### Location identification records
** start **

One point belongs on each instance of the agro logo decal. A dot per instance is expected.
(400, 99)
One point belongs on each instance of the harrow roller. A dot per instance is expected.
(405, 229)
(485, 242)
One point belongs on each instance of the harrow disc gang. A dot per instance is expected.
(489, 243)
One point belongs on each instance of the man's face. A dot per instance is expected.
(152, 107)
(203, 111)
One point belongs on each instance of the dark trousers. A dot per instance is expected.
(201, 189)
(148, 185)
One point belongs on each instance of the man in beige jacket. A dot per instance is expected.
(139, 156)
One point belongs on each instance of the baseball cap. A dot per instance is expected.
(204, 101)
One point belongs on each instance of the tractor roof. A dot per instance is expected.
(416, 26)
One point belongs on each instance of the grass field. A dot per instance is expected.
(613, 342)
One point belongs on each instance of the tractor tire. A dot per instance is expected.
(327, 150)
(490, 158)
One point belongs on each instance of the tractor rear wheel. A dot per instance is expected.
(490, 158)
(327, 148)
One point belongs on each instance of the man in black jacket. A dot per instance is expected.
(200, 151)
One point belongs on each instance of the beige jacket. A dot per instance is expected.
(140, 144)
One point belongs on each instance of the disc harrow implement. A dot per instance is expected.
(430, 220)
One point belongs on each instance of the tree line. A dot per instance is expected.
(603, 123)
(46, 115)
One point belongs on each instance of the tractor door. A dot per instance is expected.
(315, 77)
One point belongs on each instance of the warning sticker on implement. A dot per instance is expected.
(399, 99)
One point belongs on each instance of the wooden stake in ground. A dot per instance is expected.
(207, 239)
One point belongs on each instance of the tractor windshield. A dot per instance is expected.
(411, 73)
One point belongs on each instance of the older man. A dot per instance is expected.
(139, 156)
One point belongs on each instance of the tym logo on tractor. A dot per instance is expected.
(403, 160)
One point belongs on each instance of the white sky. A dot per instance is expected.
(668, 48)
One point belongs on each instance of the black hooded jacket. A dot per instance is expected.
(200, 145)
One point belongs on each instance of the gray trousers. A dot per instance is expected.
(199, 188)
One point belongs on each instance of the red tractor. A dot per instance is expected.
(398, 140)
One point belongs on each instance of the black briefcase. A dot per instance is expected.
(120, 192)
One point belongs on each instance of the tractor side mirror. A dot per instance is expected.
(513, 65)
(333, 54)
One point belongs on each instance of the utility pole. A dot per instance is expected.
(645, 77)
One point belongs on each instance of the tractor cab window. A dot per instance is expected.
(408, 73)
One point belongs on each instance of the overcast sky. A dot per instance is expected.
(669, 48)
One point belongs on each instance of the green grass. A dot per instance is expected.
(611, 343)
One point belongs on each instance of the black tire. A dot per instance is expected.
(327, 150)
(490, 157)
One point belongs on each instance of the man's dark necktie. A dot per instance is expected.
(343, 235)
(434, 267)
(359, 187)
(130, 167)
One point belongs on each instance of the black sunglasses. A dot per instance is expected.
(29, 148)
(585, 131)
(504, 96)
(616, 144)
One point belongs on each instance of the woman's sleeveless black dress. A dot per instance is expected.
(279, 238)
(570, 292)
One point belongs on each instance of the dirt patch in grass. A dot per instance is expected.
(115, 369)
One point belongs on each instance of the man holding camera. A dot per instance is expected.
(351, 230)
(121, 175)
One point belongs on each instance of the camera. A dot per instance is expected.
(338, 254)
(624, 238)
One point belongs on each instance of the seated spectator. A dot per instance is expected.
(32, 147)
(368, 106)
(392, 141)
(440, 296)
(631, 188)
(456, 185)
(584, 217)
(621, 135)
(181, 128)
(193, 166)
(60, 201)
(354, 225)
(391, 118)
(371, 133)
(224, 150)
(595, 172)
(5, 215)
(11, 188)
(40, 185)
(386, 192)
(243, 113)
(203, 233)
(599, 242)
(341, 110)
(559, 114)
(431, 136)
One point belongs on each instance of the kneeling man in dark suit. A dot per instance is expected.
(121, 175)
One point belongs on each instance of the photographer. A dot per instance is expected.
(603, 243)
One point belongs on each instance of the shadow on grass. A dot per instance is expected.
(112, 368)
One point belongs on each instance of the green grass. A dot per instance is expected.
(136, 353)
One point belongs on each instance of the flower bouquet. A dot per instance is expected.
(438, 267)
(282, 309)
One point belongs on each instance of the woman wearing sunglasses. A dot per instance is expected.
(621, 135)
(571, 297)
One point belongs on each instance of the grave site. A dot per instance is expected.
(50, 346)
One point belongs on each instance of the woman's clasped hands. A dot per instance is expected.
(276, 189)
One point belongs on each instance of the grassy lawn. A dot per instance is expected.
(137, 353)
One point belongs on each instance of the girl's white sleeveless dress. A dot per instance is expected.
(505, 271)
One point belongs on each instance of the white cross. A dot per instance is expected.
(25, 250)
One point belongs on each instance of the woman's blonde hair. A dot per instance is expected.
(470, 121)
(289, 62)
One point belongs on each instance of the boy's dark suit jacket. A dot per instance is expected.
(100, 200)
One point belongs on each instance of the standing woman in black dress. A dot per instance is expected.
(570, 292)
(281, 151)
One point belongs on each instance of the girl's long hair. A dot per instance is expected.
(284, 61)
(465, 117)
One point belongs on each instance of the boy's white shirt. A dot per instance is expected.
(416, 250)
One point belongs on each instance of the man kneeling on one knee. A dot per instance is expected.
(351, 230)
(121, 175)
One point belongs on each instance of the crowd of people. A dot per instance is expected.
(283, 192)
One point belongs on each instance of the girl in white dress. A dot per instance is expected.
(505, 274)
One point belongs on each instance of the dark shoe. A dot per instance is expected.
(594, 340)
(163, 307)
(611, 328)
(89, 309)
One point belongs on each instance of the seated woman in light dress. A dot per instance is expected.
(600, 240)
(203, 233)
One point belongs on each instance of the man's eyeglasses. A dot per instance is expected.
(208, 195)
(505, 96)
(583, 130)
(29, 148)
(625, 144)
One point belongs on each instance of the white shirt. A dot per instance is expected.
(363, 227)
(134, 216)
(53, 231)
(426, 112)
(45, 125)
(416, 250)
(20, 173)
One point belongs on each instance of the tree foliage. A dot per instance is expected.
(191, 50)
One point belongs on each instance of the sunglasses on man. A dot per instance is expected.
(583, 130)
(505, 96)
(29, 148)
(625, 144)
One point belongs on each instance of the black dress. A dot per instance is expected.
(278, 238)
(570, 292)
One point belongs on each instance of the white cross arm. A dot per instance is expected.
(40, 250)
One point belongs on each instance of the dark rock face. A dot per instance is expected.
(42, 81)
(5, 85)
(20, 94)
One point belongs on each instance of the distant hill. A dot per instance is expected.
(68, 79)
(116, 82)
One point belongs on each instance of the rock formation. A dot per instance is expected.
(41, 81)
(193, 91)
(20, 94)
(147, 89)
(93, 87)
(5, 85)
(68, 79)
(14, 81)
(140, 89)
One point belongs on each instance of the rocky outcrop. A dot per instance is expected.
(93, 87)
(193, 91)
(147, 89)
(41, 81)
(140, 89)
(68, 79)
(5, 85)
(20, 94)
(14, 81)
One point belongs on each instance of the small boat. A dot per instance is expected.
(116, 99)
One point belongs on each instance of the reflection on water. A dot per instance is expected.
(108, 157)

** end **

### Your goal
Format the records above as a two-column CSV with the header row "request,points". Give one row per record, with the record's text in the first column and all of its answer coordinates in the second, each field enclosed in double quotes and any line breaks replaced with spaces.

### Solution for this task
request,points
"One point belongs on each instance of the agro logo decal. A dot per instance is expected.","(400, 99)"
"One point belongs on each instance of the harrow roller. A dot per instance is expected.","(405, 229) (485, 242)"
"One point belongs on each instance of the harrow disc gang. A dot per instance is expected.","(489, 243)"
"One point belongs on each instance of the man's face. A dot per instance is expected.","(152, 107) (203, 111)"
"One point belongs on each instance of the dark trousers. A dot per instance is expected.","(201, 189) (148, 185)"
"One point belongs on each instance of the man in beige jacket. A dot per instance is expected.","(139, 156)"
"One point belongs on each instance of the baseball cap. A dot per instance is expected.","(204, 101)"
"One point belongs on each instance of the tractor roof. A dot per instance is expected.","(416, 26)"
"One point belongs on each instance of the grass field. A dot per instance is expected.","(613, 342)"
"One point belongs on each instance of the tractor tire. A dot per instance is expected.","(327, 150) (490, 158)"
"One point belongs on each instance of the tractor rear wheel. A dot per instance is expected.","(490, 158) (327, 148)"
"One point belongs on each instance of the man in black jacket. A dot per instance is expected.","(200, 151)"
"One point belongs on each instance of the beige jacket. A dot per instance is expected.","(140, 144)"
"One point belongs on each instance of the disc harrow implement. A dot per instance is expected.","(430, 220)"
"One point belongs on each instance of the tree line. A dot per instance is expected.","(603, 123) (46, 115)"
"One point belongs on each instance of the tractor door. A dot per instance is expected.","(315, 77)"
"One point belongs on each instance of the warning sticker on implement. A dot per instance is expected.","(399, 99)"
"One point belongs on each instance of the wooden stake in ground. A dot per instance is expected.","(207, 239)"
"One point belongs on each instance of the tractor windshield. A dot per instance is expected.","(411, 73)"
"One point belongs on each instance of the older man. A dot per instance is expected.","(139, 156)"
"One point belongs on each instance of the tym logo on tractor. A dot per instance is expected.","(403, 160)"
"One point belongs on each instance of the white sky. A dot per instance is expected.","(668, 48)"
"One point belongs on each instance of the black hooded jacket. A dot per instance is expected.","(200, 145)"
"One point belongs on each instance of the gray trousers. A dot per instance is expected.","(199, 188)"
"One point belongs on each instance of the red tractor. A dot per instance is expected.","(398, 140)"
"One point belongs on each instance of the black briefcase. A dot per instance is expected.","(120, 192)"
"One point belongs on each instance of the tractor side mirror. A dot per instance is expected.","(513, 65) (333, 54)"
"One point belongs on each instance of the utility pole. A dot per instance is expected.","(645, 77)"
"One point belongs on each instance of the tractor cab window. A dot per instance is expected.","(408, 73)"
"One point belongs on each instance of the overcast sky. A dot per instance is expected.","(669, 48)"
"One point belongs on each instance of the green grass. A dot per instance is expected.","(611, 343)"
"One point belongs on each instance of the black tire. A dot per instance is expected.","(327, 150) (490, 157)"
"One point belongs on each instance of the man's dark necktie. A dot per instance is expected.","(343, 235) (434, 267) (359, 187) (130, 167)"
"One point belongs on each instance of the black sunglasses. A dot per instance is expected.","(29, 148) (585, 131) (504, 96) (616, 144)"
"One point belongs on each instance of the woman's sleeveless black dress. A dot per instance is expected.","(279, 238) (570, 292)"
"One point belongs on each instance of the dirt patch in grass. A dot per instance is expected.","(115, 369)"
"One point belongs on each instance of the man holding camera. A dot per instance is expected.","(351, 230) (121, 175)"
"One point belongs on each instance of the camera. A dot per instance is expected.","(338, 254) (624, 238)"
"One point belongs on each instance of the seated spectator. A dot per instance is expected.","(32, 147) (368, 106) (392, 141) (440, 296) (631, 188) (456, 185) (584, 217) (621, 135) (181, 128) (193, 166) (60, 201) (354, 225) (391, 118) (371, 133) (224, 150) (595, 172) (5, 215) (11, 188) (40, 185) (386, 192) (243, 113) (203, 233) (599, 242) (341, 110) (559, 114) (431, 136)"
"One point belongs on each instance of the kneeling man in dark suit. A dot per instance is expected.","(121, 175)"
"One point belongs on each instance of the photographer. A dot per instance is expected.","(603, 243)"
"One point belongs on each instance of the shadow on grass. A dot per instance is expected.","(112, 368)"
"One point belongs on each instance of the green grass. A dot per instance is expected.","(136, 353)"
"One point belongs on each instance of the flower bouquet. A dot per instance is expected.","(438, 267) (282, 309)"
"One point belongs on each instance of the woman wearing sunglasses. A dot per instance is expected.","(621, 135) (571, 297)"
"One point belongs on each instance of the grave site. A dot per instance is expected.","(50, 346)"
"One point belongs on each instance of the woman's clasped hands. A dot per instance is expected.","(276, 189)"
"One point belongs on each instance of the grassy lawn. A dot per instance is expected.","(137, 353)"
"One point belongs on each instance of the girl's white sleeveless dress. A dot per instance is expected.","(505, 271)"
"One point belongs on each instance of the white cross. A dot per instance is expected.","(25, 250)"
"One point belongs on each instance of the woman's blonde hair. A dot per instance is expected.","(470, 121) (289, 62)"
"One point belongs on each instance of the boy's dark suit jacket. A dot per instance is expected.","(100, 200)"
"One point belongs on each instance of the standing woman in black dress. A dot per instance is expected.","(570, 292) (281, 151)"
"One point belongs on each instance of the girl's long hair. A dot per instance is expected.","(284, 61) (465, 117)"
"One point belongs on each instance of the boy's white shirt. A dot per instance is expected.","(416, 250)"
"One point belongs on each instance of the man kneeling on one knee. A dot per instance is expected.","(351, 230) (121, 175)"
"One point belongs on each instance of the crowd of people. A dot per instance is expected.","(283, 192)"
"One point belongs on each instance of the girl in white dress. A dot per instance is expected.","(505, 274)"
"One point belongs on each instance of the dark shoe. A dot per instance is expected.","(594, 340) (163, 307) (611, 328) (89, 309)"
"One point belongs on each instance of the seated woman in light dress. A dot per instance is expected.","(600, 240) (203, 233)"
"One point belongs on each instance of the man's eyeglasses. A dot per instance is expected.","(208, 195) (505, 96) (583, 130) (29, 148) (625, 144)"
"One point belongs on each instance of the white shirt. A dot per instance is expected.","(363, 227) (134, 216) (53, 231) (426, 112) (45, 125) (416, 250) (20, 173)"
"One point belongs on each instance of the tree foliage. A dot per instance is expected.","(191, 50)"
"One point belongs on each instance of the sunglasses on man. A dot per instance is expected.","(583, 130) (505, 96) (29, 148) (625, 144)"
"One point belongs on each instance of the black dress. A dot per instance is expected.","(278, 238) (570, 292)"
"One point belongs on each instance of the white cross arm. A dot per instance is expected.","(40, 250)"
"One point belongs on each instance of the dark rock face. A dot per instance is expected.","(42, 81) (5, 85) (20, 94)"
"One point belongs on each instance of the distant hill. A dot per instance is expected.","(68, 79) (116, 82)"
"One point belongs on each instance of the rock formation. A dot per instance is expected.","(41, 81) (193, 91) (20, 94) (147, 89) (93, 87) (5, 85) (68, 79) (14, 81) (140, 89)"
"One point belongs on each instance of the rocky outcrop. A dot per instance is expected.","(93, 87) (193, 91) (147, 89) (41, 81) (140, 89) (68, 79) (5, 85) (20, 94) (14, 81)"
"One point belongs on each instance of the small boat. A dot per instance is expected.","(116, 99)"
"One point belongs on each instance of the reflection on water. A dot per instance is expected.","(108, 157)"